§ **Dataset entries**:
● ● ● ●
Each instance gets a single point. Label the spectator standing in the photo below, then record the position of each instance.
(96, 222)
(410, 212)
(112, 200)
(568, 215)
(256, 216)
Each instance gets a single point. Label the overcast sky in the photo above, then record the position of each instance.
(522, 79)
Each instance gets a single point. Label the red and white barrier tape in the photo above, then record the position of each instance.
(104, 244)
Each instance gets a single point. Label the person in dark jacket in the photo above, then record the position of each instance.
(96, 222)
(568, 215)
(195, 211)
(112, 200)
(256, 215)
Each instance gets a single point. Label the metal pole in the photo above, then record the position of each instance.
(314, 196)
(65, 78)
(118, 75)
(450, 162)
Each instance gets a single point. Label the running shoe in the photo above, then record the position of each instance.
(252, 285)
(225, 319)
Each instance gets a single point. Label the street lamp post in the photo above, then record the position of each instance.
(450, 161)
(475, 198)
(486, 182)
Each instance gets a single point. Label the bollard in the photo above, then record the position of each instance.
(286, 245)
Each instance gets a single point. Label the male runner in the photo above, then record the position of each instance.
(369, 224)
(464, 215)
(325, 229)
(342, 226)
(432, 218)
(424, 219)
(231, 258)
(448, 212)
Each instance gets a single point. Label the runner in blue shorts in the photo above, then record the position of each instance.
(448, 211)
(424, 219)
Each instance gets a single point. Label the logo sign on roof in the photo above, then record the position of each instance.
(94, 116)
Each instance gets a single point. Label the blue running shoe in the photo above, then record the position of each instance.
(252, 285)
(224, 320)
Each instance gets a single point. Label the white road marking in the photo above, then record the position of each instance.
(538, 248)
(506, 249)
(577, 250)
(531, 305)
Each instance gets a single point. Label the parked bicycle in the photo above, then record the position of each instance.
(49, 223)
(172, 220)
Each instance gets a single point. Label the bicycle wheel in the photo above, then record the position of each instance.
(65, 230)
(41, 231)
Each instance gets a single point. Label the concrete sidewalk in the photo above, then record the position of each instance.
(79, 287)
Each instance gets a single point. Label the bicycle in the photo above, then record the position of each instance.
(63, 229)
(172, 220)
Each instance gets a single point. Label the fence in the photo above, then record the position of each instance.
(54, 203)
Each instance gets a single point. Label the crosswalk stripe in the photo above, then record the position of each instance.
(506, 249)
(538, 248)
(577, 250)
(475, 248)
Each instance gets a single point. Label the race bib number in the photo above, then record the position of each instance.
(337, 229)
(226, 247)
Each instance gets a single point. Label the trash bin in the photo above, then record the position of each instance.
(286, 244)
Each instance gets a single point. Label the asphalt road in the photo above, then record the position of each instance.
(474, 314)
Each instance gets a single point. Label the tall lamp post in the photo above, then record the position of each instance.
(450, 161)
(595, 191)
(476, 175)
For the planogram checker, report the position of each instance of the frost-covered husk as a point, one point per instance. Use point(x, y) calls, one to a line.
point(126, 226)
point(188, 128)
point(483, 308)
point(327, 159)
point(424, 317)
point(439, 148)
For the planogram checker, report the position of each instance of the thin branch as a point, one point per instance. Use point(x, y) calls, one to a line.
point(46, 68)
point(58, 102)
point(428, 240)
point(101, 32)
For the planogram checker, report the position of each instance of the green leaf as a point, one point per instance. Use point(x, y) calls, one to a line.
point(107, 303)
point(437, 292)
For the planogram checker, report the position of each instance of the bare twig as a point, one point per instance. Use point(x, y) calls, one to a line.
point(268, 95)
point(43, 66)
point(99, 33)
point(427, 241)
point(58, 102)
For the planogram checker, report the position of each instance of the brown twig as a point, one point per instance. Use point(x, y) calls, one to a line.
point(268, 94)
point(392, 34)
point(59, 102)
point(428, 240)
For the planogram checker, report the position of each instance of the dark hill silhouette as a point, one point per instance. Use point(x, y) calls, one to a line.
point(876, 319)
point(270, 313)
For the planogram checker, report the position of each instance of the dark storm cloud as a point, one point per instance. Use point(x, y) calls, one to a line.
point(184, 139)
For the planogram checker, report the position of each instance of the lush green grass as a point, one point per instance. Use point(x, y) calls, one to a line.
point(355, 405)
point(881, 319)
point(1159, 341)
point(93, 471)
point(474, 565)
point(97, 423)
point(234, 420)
● ● ● ●
§ **Exercise objective**: Reproduce the entries above exactly, every line included.

§ **Solution to the problem**:
Each instance gets a single point. Label the spectator standing in the photo below, then record the position of each instance.
(96, 222)
(410, 212)
(112, 200)
(568, 215)
(256, 216)
Each instance gets a single point. Label the overcast sky in the photo above, then record the position of each instance.
(522, 79)
Each instance gets a single point. Label the red and white barrier tape in the photo above, then record the position of each instance.
(104, 244)
Each instance gets a single point. Label the person in dark jacket in the photo above, then record the position of each instance.
(96, 222)
(568, 215)
(195, 211)
(112, 200)
(256, 215)
Each instance gets a single point. Label the metal pole in the photo above, then record the position of each instance.
(314, 196)
(65, 78)
(118, 75)
(450, 162)
Each instance gets a single point. Label the running shoe in the photo above, then record the position of each instance.
(252, 285)
(225, 319)
Each instance gets a single point. Label the street lamp post in the photo above, then record the position of each instance.
(450, 161)
(475, 198)
(486, 182)
Each instance gets a single point. Label the bollard in the photo above, then record the position of each instance.
(286, 245)
Each instance gets a single point. Label the male runner in the photo above, then record the position of each instance.
(369, 224)
(464, 215)
(325, 229)
(342, 226)
(432, 218)
(424, 219)
(231, 258)
(448, 212)
Each instance gets a single point. Label the runner in blue shorts in the photo above, then record the position of each instance.
(448, 211)
(424, 219)
Each instance gets a single point. Label the logo sign on roof in the photo above, then record the position of each instance.
(94, 116)
Each instance gets a single point. Label the blue running shoe in the photo above, then record the position of each instance.
(252, 285)
(224, 320)
Each instance gets a single point. Label the white road marking in the photo above, then record the position of each instance.
(538, 248)
(506, 249)
(577, 250)
(531, 305)
Each instance gets a single point. Label the parked bicycle in the photo above, then record the position of each instance.
(49, 223)
(172, 220)
Each instance gets a single point. Label the bicycle wheel in the photo above, then record the position of each instance.
(65, 230)
(41, 231)
Each instance gets a single point. Label the concrete sidewalk in the photo above, then record the position of each instance.
(79, 287)
Each instance gets a single point. Label the bicycle in the photo above, then record the position of each instance.
(63, 229)
(172, 220)
Each instance gets a single point. Label the fence in the photo above, then record the position of each instance.
(54, 203)
Each instance gets a single point. Label the crosswalk stripe in the photo above, then record the position of each instance.
(506, 249)
(538, 248)
(577, 250)
(475, 248)
Each instance gets a single point. Label the race bib number in the photo above, then record the position of each instance.
(337, 229)
(226, 247)
Each instance gets a single point. Label the trash bin in the photo above, then record the position of each instance.
(286, 244)
Each instance gets a single point. Label the asphalt road in the photo above, then record the position of each instance.
(474, 314)
Each instance gets a single point. Label the tall lamp post in the photo above, then record the position of each instance.
(450, 161)
(595, 191)
(476, 175)
For the planogram checker, report the position of each instance of the frost-covered husk as a point, one point per instance. Use point(x, y) calls, one to a line.
point(126, 226)
point(188, 128)
point(483, 308)
point(327, 159)
point(424, 317)
point(439, 148)
For the planogram checker, report the position of each instance of the thin branch as a point, one point per instance. Use point(x, y) calls, one to a line.
point(46, 68)
point(58, 102)
point(428, 240)
point(101, 32)
For the planogram checker, report the position of each instance of the green leaf as a point, one point per instance. Use point(x, y) calls, one to a line.
point(107, 303)
point(437, 292)
For the planogram checker, report the position of each instance of the bare twig as a point, one point per instance. Use point(x, y) calls, one to a line.
point(268, 95)
point(43, 66)
point(99, 33)
point(427, 241)
point(58, 102)
For the planogram checker, report the position of each instance of the brown twig as a point, one point per instance. Use point(x, y) calls, one to a line.
point(268, 94)
point(392, 34)
point(59, 102)
point(428, 240)
For the planogram checker, report the position of each instance of the dark hill silhouette as a point, one point per instance. Use point(x, y) calls, one to a line.
point(876, 319)
point(270, 313)
For the planogram checker, report the position of each instance of the dark storm cloud as a point, one point per instance. Use point(x, y) calls, one to a line.
point(184, 139)
For the planogram checker, report the position of each instance of the lush green grass as a point, one point per instance. Use point(x, y) calls, one to a line.
point(355, 405)
point(881, 319)
point(1159, 341)
point(93, 471)
point(474, 565)
point(97, 423)
point(234, 420)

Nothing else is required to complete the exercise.